[Region labeling entries]
╭──

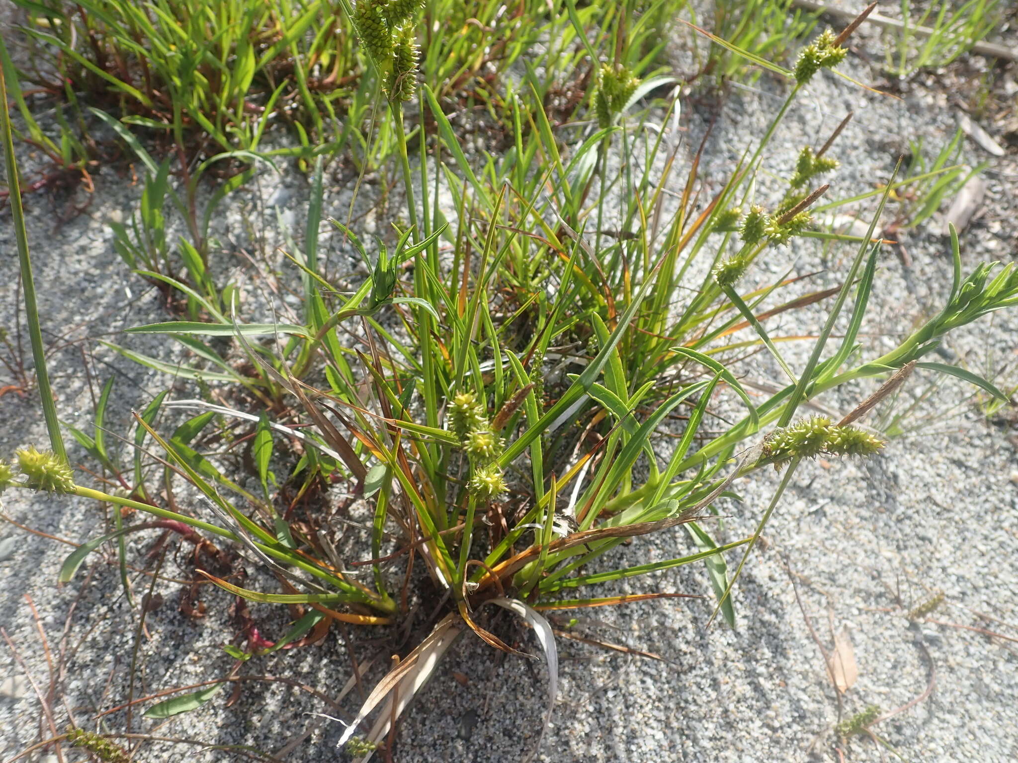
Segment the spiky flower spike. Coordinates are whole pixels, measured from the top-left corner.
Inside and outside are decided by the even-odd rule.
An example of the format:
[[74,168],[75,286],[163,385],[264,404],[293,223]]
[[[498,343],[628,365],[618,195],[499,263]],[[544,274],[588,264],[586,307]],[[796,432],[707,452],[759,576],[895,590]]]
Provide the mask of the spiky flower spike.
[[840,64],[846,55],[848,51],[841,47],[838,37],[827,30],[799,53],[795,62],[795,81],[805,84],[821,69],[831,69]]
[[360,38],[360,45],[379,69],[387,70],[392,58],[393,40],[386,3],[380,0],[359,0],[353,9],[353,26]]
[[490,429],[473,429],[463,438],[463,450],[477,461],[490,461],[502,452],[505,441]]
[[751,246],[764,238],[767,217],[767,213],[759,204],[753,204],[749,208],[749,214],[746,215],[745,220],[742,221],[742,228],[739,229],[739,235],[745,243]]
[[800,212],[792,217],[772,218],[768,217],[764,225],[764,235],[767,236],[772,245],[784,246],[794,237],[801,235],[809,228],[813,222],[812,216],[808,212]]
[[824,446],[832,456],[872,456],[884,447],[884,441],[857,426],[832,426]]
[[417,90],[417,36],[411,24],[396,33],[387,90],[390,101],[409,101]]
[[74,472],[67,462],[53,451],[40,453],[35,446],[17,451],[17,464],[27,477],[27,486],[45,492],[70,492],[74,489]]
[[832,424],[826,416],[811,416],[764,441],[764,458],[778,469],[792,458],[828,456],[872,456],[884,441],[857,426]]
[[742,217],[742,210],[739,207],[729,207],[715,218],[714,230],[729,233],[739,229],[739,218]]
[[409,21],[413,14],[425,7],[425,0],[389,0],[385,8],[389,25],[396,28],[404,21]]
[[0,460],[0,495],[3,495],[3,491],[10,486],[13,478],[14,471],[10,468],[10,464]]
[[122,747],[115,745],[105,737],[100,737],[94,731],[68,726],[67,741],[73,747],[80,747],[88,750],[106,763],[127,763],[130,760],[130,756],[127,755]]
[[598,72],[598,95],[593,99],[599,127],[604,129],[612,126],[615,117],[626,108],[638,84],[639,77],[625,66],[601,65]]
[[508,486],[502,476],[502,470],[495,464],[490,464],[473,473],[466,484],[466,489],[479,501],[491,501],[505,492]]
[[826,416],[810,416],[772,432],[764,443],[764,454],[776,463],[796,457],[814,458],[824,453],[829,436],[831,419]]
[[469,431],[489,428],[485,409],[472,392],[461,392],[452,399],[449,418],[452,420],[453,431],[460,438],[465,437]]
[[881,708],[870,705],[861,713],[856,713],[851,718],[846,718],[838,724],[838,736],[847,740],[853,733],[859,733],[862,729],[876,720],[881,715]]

╰──

What is being asked: Copy out all the records exactly, excluding pictures.

The answer:
Segment the spiky flower spike. Coordinates are whole pixels, measured from the top-left corner.
Inside and outside are decided by the even-odd rule.
An example of the format:
[[74,168],[75,286],[163,385],[264,404],[293,223]]
[[[498,343],[628,365],[618,195],[499,263]],[[544,274],[588,264],[586,307]],[[796,432],[707,452],[759,576],[895,590]]]
Provide the mask of the spiky flower spike.
[[840,64],[846,55],[848,51],[841,47],[838,37],[827,30],[799,53],[795,62],[795,81],[805,84],[821,69],[831,69]]
[[360,38],[360,45],[379,69],[387,70],[392,58],[393,40],[386,3],[380,0],[359,0],[353,9],[353,26]]
[[490,429],[473,429],[463,438],[463,450],[477,461],[490,461],[502,452],[505,441]]
[[751,246],[764,238],[767,217],[767,213],[759,204],[753,204],[749,208],[749,214],[746,215],[745,220],[742,221],[742,228],[739,229],[739,235],[745,243]]
[[800,212],[792,217],[772,218],[768,217],[764,225],[764,235],[767,236],[772,245],[784,246],[794,237],[801,235],[809,228],[813,222],[812,216],[808,212]]
[[824,446],[832,456],[872,456],[884,447],[884,441],[857,426],[832,426]]
[[417,90],[417,36],[411,24],[396,33],[387,90],[390,101],[409,101]]
[[74,472],[67,462],[53,451],[40,453],[35,446],[17,451],[17,464],[27,477],[27,486],[45,492],[70,492],[74,489]]
[[832,424],[826,416],[811,416],[764,441],[764,458],[778,469],[792,458],[828,456],[872,456],[884,441],[857,426]]
[[742,217],[742,210],[739,207],[729,207],[715,218],[714,230],[729,233],[739,229],[739,218]]
[[409,21],[413,14],[425,7],[425,0],[389,0],[385,8],[389,25],[396,28],[404,21]]
[[0,460],[0,495],[3,495],[3,491],[10,486],[13,478],[14,471],[10,468],[10,464]]
[[122,747],[115,745],[105,737],[100,737],[94,731],[68,726],[67,741],[73,747],[80,747],[88,750],[106,763],[127,763],[130,760],[130,756],[127,755]]
[[598,72],[598,95],[593,99],[599,127],[604,129],[612,126],[615,117],[626,108],[638,84],[639,77],[625,66],[601,65]]
[[508,486],[502,476],[502,470],[495,464],[490,464],[473,473],[466,484],[466,489],[479,501],[491,501],[505,492]]
[[826,416],[810,416],[772,432],[764,443],[764,454],[776,463],[796,457],[814,458],[824,453],[829,436],[831,419]]
[[469,431],[489,428],[485,409],[472,392],[461,392],[452,399],[449,418],[452,420],[453,431],[460,438],[465,437]]
[[881,708],[870,705],[861,713],[856,713],[851,718],[846,718],[838,724],[838,736],[847,740],[853,733],[859,733],[862,729],[876,720],[881,715]]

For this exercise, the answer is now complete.